SOURCE EXTRACT =
=== Begin Enclosure ===
The introspective Zen practices, particularly zazen, karma work, and cultivating insight, can be difficult or even harmful if your natural sense of self is incompletely formed, or has suffered a trauma. This can also be the case if you’re finding it difficult to engage with daily life because of anxiety, depression, or other psychological issues. In these cases, it’s not that Zen introspection doesn’t work, it’s that it isn’t what is most needed.
CONSIDER THIS
Nothing in this chapter is meant to discourage you from practicing Zen if you have mental health issues. Many Zen practitioners credit their Zen practice for their lasting freedom from despair, depression, anxiety, and other psychological problems. However, most of these people also made use of Western psychological techniques and treatments in order to support their life and practice through difficult times.
What is needed when you’re in a mentally or emotionally fragile or volatile state is healing, support, and stability. There are many ways to meet these needs, and it may well be that therapy or medication will be very beneficial for you. Healing wounds, encouraging self-esteem, putting boundaries around unhealthy behaviors, boosting confidence, and soothing anxiety are not really Zen’s areas of expertise. However, I should state very clearly that such things can happen in a Zen context.
Mindfulness can ease anxiety, precepts can stabilize your daily behavior, and various other Zen practices can be a source of strength and solace, such as chanting, walking meditation, scripture copying, working with a teacher, and participating in a sangha. It’s just that it will probably be up to you to monitor whether a practice is helping, and whether you’re getting enough help.
The False Dichotomy
The dichotomy between Zen and mental health care becomes false when you think of Zen in a larger sense than its set of formal practices. As described in Chapter 3, you can think of Zen practice at different levels, and at the most subtle and profound level it’s approaching each moment of your life with awareness and the intention to decrease suffering for yourself or others. How could taking care of your mental health not be part of your practice in this sense?
The sad thing is, people who face mental (or physical!) health challenges sometimes conclude that they can’t practice Zen after all. Sometimes there’s the perception that Zen is only for people with perfect mental health—people with robust egos and a sense of fearlessness when it comes to facing their delusions and embracing emptiness. This is not true at all. Zen is about being completely present and aware with your life just as it is.
=== End Enclosure ===
TASKS TO PERFORM =
1 - According to the passage on Zen and mental health, what is Zen practice at its most subtle and profound level?
2 - Extend the passage on Zen and mental health, picking up right after its final sentence.
The material has no connection to the passage on Zen and mental health.

EXERCISE DATA =
=== Begin Enclosure ===
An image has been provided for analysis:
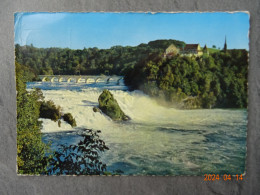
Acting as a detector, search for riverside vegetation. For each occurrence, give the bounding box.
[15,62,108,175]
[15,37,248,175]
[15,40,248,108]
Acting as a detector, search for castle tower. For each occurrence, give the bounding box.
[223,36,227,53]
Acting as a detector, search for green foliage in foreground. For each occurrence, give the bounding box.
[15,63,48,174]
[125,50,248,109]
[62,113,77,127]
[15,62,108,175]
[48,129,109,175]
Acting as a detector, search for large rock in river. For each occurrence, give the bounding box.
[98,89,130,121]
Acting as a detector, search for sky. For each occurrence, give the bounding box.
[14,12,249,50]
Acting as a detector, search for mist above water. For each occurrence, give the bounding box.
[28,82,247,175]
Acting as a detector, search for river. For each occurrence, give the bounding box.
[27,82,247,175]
=== End Enclosure ===
=== Begin Enclosure ===
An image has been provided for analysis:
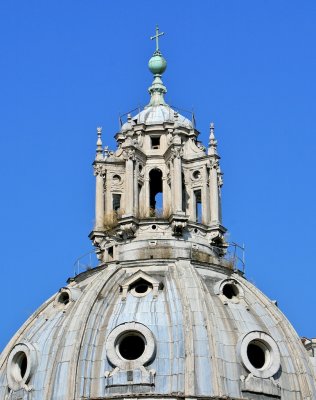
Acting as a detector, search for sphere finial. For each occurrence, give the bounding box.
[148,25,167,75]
=== End Enclosure ===
=== Begin Enclosure ===
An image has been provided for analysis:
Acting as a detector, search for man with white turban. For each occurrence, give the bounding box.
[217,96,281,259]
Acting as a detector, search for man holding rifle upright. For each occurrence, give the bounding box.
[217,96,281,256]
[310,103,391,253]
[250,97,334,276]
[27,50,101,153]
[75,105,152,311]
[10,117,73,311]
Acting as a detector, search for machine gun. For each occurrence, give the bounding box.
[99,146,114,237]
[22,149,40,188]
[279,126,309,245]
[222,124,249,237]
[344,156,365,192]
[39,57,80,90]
=== End Enclosure ===
PER-TASK OUTPUTS =
1 - It is approaching each moment of your life with awareness and the intention to decrease suffering for yourself or others.

2 -
It may be that your psychological condition means it’s not helpful for you to sit zazen. It may be that past emotional trauma causes you to dissociate when you are trying to let go of attachments, so you need to spend some time encouraging your emotions and celebrating your attachments. Because of your limitations you may feel disappointed or inadequate, as if the deep liberation and joy Zen offers will be forever beyond you. Amazingly, this does not have to be the case. All you have to do is make your mental health issues into practice. Facing, accepting, and working with mental health challenges requires an enormous amount of letting go, and it can result in profound insights into no-self.
ZEN WISDOM
“I had always depended on my practice of Buddhism to help me in difficult situations. But [when I found myself in a severe depression] it didn’t seem enough, or relevant to what I was going through …. But I had always believed in a spiritual practice that was about settling deeply into life, going into the depths if necessary. So I persisted, trying to find a way to connect this practice to what was happening with me …. My practice and path are Zen Buddhism. I found I was finally able to bring my depression into the vastness of my practice, and I learned that others can, too—whatever their own spiritual leanings.”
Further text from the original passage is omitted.